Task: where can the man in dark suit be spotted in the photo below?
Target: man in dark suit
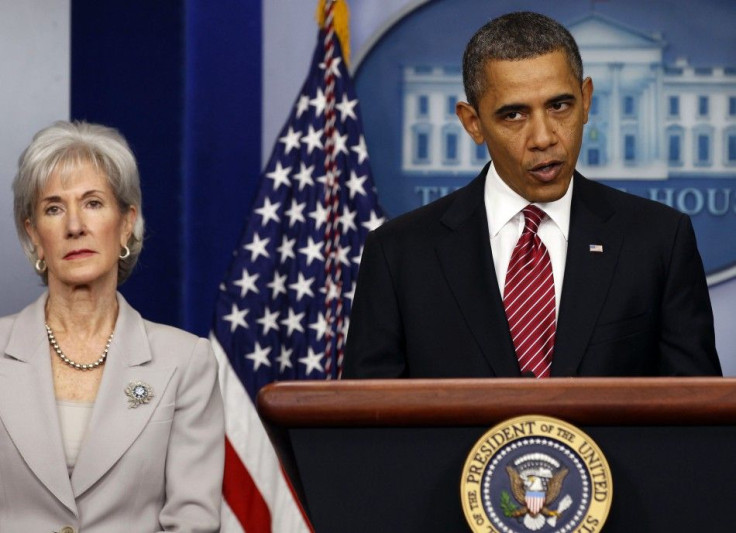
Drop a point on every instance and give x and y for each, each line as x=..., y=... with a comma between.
x=625, y=292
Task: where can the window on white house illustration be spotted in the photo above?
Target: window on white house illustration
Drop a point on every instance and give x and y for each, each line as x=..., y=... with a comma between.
x=703, y=105
x=674, y=106
x=422, y=105
x=630, y=148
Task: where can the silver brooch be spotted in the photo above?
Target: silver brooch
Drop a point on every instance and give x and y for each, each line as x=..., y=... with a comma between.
x=138, y=393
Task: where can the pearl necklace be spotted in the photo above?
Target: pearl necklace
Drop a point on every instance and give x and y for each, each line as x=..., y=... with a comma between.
x=78, y=366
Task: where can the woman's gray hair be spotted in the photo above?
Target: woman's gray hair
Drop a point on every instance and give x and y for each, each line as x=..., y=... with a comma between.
x=63, y=147
x=515, y=36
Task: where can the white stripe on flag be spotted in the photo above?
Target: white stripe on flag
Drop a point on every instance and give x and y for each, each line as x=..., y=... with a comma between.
x=250, y=441
x=228, y=522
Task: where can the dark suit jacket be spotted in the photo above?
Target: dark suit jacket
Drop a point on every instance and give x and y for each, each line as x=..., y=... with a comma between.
x=428, y=304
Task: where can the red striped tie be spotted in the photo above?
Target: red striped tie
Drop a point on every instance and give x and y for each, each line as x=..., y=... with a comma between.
x=529, y=298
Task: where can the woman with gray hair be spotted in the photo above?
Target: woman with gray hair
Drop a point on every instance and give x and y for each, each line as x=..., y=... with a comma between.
x=108, y=422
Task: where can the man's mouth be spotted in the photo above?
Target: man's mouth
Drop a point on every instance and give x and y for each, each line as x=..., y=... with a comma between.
x=546, y=171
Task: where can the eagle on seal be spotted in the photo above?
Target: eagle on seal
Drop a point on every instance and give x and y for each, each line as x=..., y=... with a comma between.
x=532, y=495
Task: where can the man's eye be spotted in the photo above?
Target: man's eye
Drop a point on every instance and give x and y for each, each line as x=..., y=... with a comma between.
x=560, y=106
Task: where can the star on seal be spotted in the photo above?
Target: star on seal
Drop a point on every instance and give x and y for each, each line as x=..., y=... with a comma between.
x=138, y=393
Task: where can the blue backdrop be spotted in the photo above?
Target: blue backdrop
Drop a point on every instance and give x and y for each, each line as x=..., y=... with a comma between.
x=181, y=80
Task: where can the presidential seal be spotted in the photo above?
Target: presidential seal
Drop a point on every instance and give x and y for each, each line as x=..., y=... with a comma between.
x=535, y=473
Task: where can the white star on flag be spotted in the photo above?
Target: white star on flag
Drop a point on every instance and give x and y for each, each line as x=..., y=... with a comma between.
x=294, y=290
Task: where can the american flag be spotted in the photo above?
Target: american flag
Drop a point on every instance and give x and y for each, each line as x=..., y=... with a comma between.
x=283, y=308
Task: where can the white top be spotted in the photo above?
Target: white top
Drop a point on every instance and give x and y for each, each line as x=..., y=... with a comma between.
x=506, y=223
x=73, y=419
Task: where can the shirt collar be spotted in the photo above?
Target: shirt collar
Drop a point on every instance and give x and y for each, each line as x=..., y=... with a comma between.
x=503, y=204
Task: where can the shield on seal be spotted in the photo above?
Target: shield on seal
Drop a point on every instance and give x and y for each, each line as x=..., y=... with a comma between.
x=534, y=501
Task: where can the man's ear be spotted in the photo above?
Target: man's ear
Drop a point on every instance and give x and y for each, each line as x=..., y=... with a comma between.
x=470, y=121
x=587, y=92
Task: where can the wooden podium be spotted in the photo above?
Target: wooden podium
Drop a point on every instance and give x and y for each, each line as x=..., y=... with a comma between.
x=384, y=456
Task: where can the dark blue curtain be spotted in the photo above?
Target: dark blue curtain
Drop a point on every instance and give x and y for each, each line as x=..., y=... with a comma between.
x=181, y=79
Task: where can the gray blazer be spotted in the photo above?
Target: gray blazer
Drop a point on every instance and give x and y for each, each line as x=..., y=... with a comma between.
x=157, y=467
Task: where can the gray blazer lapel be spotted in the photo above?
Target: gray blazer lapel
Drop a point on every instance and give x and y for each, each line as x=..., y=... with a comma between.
x=466, y=258
x=587, y=275
x=27, y=404
x=114, y=425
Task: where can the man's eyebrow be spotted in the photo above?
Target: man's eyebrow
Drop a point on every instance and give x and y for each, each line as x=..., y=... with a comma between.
x=561, y=98
x=510, y=108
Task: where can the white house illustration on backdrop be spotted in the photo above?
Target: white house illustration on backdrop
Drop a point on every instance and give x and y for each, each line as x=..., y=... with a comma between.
x=648, y=120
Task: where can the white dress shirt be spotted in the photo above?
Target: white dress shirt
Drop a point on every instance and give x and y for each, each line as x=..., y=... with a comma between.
x=506, y=223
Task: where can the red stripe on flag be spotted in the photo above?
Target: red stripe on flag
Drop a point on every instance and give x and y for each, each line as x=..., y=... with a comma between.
x=242, y=495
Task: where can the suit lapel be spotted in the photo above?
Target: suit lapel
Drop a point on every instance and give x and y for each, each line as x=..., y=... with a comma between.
x=466, y=259
x=587, y=274
x=114, y=425
x=27, y=404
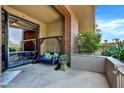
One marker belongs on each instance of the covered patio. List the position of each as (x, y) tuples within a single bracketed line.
[(84, 71)]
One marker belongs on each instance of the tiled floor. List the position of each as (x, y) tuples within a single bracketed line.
[(43, 75)]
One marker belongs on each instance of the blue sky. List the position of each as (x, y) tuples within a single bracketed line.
[(15, 35), (110, 19)]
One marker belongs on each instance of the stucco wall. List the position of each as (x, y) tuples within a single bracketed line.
[(43, 26), (74, 29), (0, 45), (87, 62), (54, 29), (87, 22)]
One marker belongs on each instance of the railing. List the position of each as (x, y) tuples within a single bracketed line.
[(19, 58), (120, 77)]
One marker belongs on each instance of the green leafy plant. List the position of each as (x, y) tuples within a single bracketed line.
[(115, 51), (88, 42)]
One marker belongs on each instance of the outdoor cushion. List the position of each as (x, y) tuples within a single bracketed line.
[(46, 55), (44, 59)]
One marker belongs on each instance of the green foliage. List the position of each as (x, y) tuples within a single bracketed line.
[(116, 51), (14, 47), (88, 42)]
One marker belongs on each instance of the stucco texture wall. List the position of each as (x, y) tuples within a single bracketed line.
[(74, 30), (54, 29)]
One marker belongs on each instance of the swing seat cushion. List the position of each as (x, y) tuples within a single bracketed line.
[(44, 59), (49, 57)]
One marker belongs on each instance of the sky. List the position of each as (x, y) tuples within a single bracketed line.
[(15, 35), (110, 19)]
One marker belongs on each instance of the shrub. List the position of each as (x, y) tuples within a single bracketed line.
[(115, 51), (87, 42)]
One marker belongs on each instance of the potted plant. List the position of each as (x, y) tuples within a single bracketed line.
[(88, 42)]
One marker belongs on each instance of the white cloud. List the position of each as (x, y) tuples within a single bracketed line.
[(115, 27), (14, 41)]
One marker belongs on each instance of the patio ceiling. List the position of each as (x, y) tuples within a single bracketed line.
[(43, 13), (85, 15)]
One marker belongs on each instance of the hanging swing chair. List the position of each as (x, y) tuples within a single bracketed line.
[(49, 57)]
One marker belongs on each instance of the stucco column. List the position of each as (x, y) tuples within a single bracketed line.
[(0, 43)]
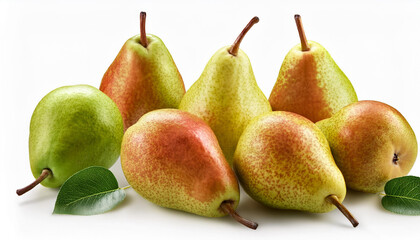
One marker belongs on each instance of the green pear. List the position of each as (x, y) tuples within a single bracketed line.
[(72, 127), (172, 158), (226, 95), (371, 143), (283, 161), (143, 77), (310, 83)]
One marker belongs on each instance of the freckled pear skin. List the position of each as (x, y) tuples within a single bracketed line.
[(142, 79), (371, 143), (227, 97), (172, 158), (73, 127), (311, 84), (283, 161)]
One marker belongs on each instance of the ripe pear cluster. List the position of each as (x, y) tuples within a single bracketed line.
[(189, 150)]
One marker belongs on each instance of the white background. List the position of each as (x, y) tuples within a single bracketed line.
[(47, 44)]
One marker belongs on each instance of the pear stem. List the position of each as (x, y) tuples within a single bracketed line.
[(334, 200), (44, 174), (235, 46), (143, 38), (302, 36), (227, 207)]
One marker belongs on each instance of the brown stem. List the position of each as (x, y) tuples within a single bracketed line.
[(334, 200), (227, 207), (303, 41), (143, 38), (44, 174), (235, 46)]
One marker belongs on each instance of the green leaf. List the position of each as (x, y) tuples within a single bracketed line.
[(403, 195), (90, 191)]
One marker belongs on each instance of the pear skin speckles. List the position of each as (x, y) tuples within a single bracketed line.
[(364, 137), (283, 161), (141, 80), (172, 158), (227, 97), (311, 84)]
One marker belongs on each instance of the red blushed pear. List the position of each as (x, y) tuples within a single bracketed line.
[(283, 161), (310, 83), (172, 158), (143, 77), (371, 143)]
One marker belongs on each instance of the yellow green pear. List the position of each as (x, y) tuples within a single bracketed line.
[(310, 83), (283, 161), (226, 95), (371, 143), (72, 127)]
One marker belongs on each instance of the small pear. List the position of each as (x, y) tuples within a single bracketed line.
[(226, 95), (283, 161), (310, 83), (371, 143), (172, 158), (72, 127), (143, 77)]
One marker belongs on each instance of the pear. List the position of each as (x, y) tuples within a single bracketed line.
[(226, 95), (72, 127), (310, 83), (172, 158), (371, 143), (143, 77), (283, 161)]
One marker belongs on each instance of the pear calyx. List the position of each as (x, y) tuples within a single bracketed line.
[(302, 36), (333, 199), (227, 207), (143, 38), (44, 174), (235, 46)]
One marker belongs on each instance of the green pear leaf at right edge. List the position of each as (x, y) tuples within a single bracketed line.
[(93, 190), (402, 195)]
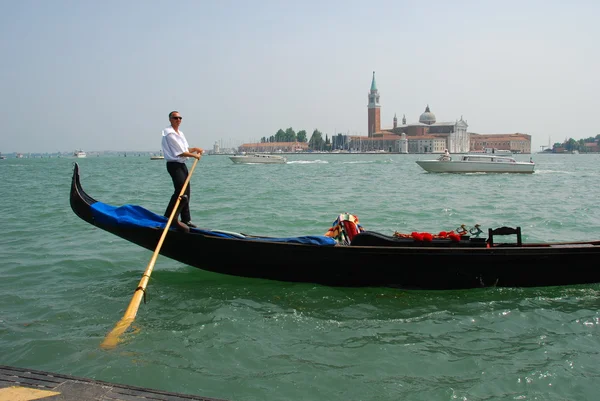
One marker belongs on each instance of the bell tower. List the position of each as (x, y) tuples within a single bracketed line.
[(374, 109)]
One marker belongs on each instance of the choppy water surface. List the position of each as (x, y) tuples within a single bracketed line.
[(64, 284)]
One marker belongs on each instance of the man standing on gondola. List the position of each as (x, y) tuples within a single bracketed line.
[(176, 151)]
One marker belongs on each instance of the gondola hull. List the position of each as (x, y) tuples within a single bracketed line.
[(380, 261)]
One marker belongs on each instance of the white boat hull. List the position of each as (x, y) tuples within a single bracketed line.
[(262, 159), (460, 166)]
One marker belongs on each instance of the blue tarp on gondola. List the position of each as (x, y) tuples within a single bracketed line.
[(137, 217)]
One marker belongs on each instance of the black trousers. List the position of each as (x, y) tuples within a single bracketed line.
[(179, 173)]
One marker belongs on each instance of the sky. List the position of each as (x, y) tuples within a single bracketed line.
[(104, 75)]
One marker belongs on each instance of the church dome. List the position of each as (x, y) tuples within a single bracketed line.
[(427, 117)]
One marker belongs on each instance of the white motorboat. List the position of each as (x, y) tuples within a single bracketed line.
[(158, 156), (493, 151), (258, 158), (477, 163)]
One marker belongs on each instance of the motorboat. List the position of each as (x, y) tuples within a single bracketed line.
[(477, 163), (157, 157), (258, 158), (493, 151), (349, 255)]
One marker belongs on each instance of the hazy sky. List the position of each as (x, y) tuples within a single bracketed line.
[(103, 75)]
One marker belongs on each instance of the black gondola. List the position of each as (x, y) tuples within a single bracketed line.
[(369, 260)]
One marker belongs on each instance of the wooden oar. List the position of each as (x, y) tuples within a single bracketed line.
[(112, 339)]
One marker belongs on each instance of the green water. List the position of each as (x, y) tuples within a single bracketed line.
[(64, 284)]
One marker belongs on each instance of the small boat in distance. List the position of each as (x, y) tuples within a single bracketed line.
[(157, 157), (493, 151), (258, 158), (477, 163)]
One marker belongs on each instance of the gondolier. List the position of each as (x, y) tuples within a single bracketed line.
[(176, 150)]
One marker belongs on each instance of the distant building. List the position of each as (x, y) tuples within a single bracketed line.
[(431, 136), (274, 147)]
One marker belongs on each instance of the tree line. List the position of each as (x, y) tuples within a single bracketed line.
[(316, 141), (574, 144)]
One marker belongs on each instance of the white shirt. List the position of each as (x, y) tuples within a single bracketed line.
[(174, 144)]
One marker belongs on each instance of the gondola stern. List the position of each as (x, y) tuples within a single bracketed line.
[(79, 200)]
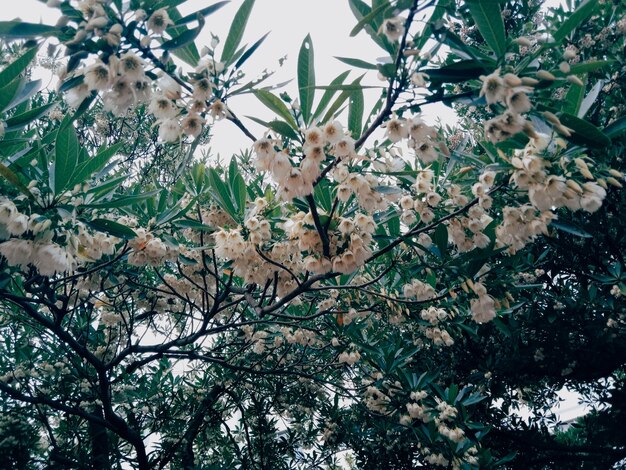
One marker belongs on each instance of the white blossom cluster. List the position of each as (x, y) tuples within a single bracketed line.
[(33, 240)]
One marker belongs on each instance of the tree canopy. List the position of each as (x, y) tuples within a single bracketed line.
[(358, 287)]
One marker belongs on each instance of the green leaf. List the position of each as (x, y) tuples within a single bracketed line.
[(15, 68), (488, 17), (66, 157), (240, 194), (280, 127), (23, 119), (306, 77), (124, 201), (236, 31), (591, 66), (21, 30), (616, 128), (246, 55), (461, 71), (575, 19), (328, 94), (275, 104), (585, 133), (9, 91), (438, 12), (12, 178), (92, 165), (360, 10), (220, 193), (569, 228), (188, 52), (201, 13), (355, 112), (357, 63), (368, 19), (183, 39), (591, 98), (113, 228), (440, 237), (574, 97)]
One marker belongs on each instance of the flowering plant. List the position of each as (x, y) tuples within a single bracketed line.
[(357, 275)]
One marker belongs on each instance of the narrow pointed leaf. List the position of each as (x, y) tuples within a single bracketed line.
[(328, 94), (21, 30), (357, 63), (15, 68), (201, 13), (575, 19), (66, 157), (306, 77), (275, 104), (246, 55), (488, 17), (236, 31), (113, 228), (355, 112)]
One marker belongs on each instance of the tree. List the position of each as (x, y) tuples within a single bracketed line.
[(354, 280)]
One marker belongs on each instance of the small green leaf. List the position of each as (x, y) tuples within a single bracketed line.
[(585, 133), (328, 94), (575, 19), (368, 19), (113, 228), (275, 104), (92, 165), (586, 67), (355, 112), (201, 13), (12, 178), (361, 64), (306, 77), (440, 237), (183, 39), (220, 193), (569, 228), (66, 157), (15, 68), (616, 128), (21, 30), (488, 17), (23, 119), (431, 24), (574, 98), (246, 55), (236, 31), (9, 91), (123, 201), (461, 71), (188, 52), (360, 10)]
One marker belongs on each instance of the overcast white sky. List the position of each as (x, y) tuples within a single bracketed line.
[(328, 21)]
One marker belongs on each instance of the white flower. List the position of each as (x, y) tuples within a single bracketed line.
[(169, 130), (396, 129), (50, 259), (159, 21), (192, 125), (97, 76), (162, 107), (333, 131), (17, 252), (131, 66), (393, 28), (494, 89), (18, 225)]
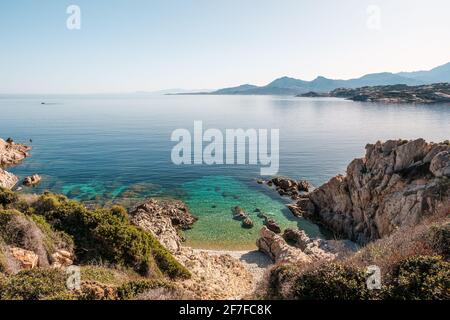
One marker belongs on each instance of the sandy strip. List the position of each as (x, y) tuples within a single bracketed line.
[(255, 261)]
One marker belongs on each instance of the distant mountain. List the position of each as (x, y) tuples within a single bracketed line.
[(438, 74), (291, 86)]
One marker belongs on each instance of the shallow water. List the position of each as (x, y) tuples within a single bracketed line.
[(117, 148)]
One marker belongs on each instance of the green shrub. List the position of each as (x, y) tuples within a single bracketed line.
[(34, 284), (440, 239), (131, 289), (331, 282), (53, 239), (420, 278), (7, 197), (119, 212), (104, 234)]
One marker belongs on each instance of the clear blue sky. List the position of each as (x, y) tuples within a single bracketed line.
[(132, 45)]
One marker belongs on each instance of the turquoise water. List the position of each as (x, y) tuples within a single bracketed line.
[(117, 149)]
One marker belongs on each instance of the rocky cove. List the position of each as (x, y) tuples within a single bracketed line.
[(397, 186)]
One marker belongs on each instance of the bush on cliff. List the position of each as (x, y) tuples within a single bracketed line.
[(7, 197), (332, 282), (34, 284), (420, 278), (32, 233), (106, 234)]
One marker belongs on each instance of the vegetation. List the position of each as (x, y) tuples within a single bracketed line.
[(107, 234), (7, 197), (35, 284), (414, 264), (420, 278)]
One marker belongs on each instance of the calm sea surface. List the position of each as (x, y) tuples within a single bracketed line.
[(118, 148)]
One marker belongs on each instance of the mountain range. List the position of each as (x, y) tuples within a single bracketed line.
[(291, 86)]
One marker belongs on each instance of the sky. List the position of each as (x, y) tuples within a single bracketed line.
[(145, 45)]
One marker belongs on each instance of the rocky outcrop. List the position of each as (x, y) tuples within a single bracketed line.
[(27, 259), (164, 219), (397, 183), (272, 225), (212, 276), (215, 276), (32, 180), (296, 247), (7, 180), (278, 250), (62, 258), (290, 187), (12, 153)]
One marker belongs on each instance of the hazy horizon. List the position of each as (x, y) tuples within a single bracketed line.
[(159, 45)]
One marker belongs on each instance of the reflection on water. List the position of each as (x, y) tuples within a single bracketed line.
▬▬▬▬▬▬
• [YOUR ASSIGNMENT]:
Give the number of lines above that include "dress". Write nothing else.

• [WORKED SOLUTION]:
2